▶ **Quoted text**:
The two who coined "intellectual dark web"?

At time of writing the top left article is https://www.rebelwisdom.co.uk/8-posts/164-david-icke-london-... which points to a video that appears to have been taken down off vimeo, probably because of Holocaust denier David Icke.

This isn't "spiritual" and it certainly isn't "nuanced", it's just the standard contrarianism in a new hat.

I'll try to respond with more good-faith than your comment contains.

The David Icke content was an investigation into what the hell was going on behind the scenes with that whole fiasco, which turned out to be a largely-fraudulent grab for money and eyeballs by the big-but-failing London Real company, evidently an attempt to save itself by cashing in on the Infowars market. Rebel Wisdom founder David Fuller has a background as an investigative news journalist at BBC and Channel 4, and went deeper on this story than anybody else I've seen. When many others were fuelling the whole thing with hysterical rants about 5G and lizard people conspiracies, Fuller was soberly asking, as he does, "what's really going on here?".

On Eric Weinstein and the IDW, RW/Fuller has been about the only reporter to both treat it with the seriousness that its scale and influence warrants, whilst also subjecting it to scrutiny and criticism. The most recent interview with Eric Weinstein and other recent productions focused very heavily on the IDW's failings and the character flaws of several of its leading identities.

The full list of people they've interviewed who have solid backgrounds either as spirtualists or deep researchers on psychology, psychiatry, consciousness, psychedelics or counter-culture is long, and includes: Peter Levine, Iain McGilchrist, Stan Grof, Tim Lott, Rupert Sheldrake, Gabor Maté, Tim Freke, Douglas Rushkoff, Charles Eisenstein, Richard Tarnas, Ken Wilber, Doshin Roshi, Jamie Wheal, John Vervaeke, Ros Watts, Stephen Porges, Guy Sengstock, Bonnitta Roy, Terry Patten and Rafia Morgan.

▶ **Extracted material**:
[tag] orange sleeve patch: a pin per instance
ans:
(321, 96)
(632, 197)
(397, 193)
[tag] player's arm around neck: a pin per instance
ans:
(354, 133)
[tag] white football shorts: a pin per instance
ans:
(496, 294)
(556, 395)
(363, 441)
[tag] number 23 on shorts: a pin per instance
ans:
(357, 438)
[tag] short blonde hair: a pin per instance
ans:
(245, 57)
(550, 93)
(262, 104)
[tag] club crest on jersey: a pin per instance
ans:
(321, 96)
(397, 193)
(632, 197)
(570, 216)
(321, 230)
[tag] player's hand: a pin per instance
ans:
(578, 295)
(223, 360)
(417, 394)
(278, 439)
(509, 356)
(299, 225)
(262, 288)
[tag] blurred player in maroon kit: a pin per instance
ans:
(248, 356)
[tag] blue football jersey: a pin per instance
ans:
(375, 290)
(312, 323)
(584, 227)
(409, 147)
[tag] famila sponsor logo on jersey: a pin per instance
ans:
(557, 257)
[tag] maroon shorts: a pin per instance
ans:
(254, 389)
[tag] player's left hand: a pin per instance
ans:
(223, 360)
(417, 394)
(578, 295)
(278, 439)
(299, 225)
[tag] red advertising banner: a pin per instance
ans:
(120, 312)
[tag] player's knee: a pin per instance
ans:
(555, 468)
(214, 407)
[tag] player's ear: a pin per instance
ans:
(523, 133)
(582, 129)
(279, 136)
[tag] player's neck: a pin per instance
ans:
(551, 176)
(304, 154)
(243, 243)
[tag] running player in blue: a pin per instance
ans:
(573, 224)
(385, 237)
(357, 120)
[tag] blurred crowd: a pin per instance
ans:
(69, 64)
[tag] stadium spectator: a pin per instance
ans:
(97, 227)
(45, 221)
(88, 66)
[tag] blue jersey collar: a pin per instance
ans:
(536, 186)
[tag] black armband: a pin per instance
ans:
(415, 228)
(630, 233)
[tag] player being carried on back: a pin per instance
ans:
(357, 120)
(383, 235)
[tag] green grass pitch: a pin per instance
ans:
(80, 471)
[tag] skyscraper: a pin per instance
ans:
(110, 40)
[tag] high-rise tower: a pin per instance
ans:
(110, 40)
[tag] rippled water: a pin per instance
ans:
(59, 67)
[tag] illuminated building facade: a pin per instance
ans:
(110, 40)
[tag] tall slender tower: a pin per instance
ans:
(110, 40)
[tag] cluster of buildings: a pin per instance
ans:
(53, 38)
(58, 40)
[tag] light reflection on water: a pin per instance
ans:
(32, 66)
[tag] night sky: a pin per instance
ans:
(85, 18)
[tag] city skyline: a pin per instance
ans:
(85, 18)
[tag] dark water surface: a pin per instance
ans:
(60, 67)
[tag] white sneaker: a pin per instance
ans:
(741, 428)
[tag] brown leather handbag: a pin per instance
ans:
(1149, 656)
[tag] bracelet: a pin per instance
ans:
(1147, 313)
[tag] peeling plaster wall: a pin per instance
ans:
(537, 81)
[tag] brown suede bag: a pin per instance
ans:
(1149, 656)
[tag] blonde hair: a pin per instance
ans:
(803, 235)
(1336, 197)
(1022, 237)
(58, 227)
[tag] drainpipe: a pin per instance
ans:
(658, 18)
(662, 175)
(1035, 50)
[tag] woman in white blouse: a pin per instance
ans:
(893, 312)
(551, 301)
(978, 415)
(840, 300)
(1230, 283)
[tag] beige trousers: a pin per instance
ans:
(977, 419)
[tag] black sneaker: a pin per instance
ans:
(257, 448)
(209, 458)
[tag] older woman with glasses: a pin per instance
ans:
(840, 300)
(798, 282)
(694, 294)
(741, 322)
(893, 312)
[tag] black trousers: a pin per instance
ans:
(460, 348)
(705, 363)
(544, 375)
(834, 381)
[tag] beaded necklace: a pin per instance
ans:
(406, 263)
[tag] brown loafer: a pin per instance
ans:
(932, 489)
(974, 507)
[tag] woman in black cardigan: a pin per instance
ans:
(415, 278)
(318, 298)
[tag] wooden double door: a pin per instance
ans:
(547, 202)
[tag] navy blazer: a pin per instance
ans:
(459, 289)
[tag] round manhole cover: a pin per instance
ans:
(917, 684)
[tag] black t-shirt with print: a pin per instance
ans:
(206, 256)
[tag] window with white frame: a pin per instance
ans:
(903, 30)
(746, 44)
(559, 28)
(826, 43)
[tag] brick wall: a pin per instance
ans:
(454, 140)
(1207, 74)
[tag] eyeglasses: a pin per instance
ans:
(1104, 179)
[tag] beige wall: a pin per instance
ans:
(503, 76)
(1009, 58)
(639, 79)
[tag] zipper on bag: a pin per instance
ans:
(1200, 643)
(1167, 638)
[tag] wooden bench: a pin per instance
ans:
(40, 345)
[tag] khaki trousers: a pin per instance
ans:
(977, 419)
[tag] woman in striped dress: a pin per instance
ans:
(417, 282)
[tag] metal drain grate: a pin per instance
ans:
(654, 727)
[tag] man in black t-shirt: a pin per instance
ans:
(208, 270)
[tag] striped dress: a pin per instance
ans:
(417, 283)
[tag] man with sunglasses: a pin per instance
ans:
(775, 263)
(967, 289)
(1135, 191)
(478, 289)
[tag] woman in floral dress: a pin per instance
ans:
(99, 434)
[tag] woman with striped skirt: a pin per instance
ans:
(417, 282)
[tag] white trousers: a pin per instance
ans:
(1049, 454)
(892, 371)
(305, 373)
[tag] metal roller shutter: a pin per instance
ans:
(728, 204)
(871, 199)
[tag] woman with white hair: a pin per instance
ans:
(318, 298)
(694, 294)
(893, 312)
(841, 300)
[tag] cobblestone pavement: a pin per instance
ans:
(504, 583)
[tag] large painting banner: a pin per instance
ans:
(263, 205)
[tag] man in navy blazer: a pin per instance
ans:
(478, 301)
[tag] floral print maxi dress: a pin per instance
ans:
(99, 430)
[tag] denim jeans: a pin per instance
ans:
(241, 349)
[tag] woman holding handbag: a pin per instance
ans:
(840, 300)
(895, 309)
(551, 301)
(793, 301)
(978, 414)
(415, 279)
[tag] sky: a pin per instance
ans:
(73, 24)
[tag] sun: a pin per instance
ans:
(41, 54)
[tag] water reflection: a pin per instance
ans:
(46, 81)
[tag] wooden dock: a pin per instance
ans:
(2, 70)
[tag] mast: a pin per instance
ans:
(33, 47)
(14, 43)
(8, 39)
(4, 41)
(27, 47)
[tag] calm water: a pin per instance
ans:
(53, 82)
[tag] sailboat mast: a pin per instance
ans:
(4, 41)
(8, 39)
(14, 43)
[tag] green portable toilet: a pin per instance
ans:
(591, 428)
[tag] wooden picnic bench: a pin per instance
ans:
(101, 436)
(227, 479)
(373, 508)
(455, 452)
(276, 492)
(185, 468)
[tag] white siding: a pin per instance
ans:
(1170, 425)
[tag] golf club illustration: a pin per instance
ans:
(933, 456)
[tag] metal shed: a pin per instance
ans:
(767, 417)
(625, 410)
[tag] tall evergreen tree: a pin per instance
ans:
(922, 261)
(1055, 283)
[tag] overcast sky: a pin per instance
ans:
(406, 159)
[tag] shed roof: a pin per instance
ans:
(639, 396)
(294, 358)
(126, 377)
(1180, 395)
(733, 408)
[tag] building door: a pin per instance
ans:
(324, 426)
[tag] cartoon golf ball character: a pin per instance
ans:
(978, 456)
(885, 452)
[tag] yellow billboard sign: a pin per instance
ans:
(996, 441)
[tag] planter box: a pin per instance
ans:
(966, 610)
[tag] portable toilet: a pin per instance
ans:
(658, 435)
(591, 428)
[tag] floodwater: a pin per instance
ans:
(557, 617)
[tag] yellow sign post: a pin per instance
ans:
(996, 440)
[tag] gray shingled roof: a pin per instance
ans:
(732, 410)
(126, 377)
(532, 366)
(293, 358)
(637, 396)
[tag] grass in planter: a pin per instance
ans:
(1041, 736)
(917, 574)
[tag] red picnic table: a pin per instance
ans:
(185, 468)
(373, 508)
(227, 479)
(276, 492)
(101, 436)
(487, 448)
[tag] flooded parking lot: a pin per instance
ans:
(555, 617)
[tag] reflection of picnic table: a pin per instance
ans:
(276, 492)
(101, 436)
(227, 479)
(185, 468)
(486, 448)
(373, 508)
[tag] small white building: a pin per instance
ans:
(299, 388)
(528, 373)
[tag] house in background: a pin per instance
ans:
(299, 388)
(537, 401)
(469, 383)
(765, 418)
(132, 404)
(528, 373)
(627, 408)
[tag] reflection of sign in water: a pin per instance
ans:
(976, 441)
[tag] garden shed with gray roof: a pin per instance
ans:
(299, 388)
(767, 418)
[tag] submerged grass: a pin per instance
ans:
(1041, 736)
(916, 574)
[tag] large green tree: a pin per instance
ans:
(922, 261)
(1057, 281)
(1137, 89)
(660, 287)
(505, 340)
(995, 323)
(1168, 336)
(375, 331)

▶ **Tasks to complete**:
- 1) Pull out every line of the rows that contains the string "blue".
- 2) Write the next part of the comment thread about Rebel Wisdom, starting after its final sentence.

▶ **Outputs in order**:
- 1)
[tag] blue football jersey: a pin per instance
[tag] running player in blue: a pin per instance
[tag] blue jersey collar: a pin per instance

- 2)
Several of these figures have decades of work behind them, and most have nothing to do with the IDW, beyond observing from afar and asking "what's going on here?", often very critically.

Sure, they've also covered some IDW-linked figures - Jordan Peterson early on, and then others like the "Sokal Squared" hoaxers, Douglas Murray, Claire Lehmann and Cassie Jaye, because, like it or not, they've attracted attention that warrants scrutiny. But people from that world make up a decreasing share of the content; they've left most of that stuff behind in the past 12+ months.

As for Jordan Hall and Daniel Schmachtenberger, along with Wheal and Eisenstein; they have appeared more than just about anyone on the channel, they've had no major involvement with the IDW, and are wholly interested in deeply understanding the direction of the world and figuring out workable new forms of government and economics that are equitable and sustainable. From what I've seen in my own social networks, the people who are the most committed to "woke" causes are highly engaged with what these guys are doing.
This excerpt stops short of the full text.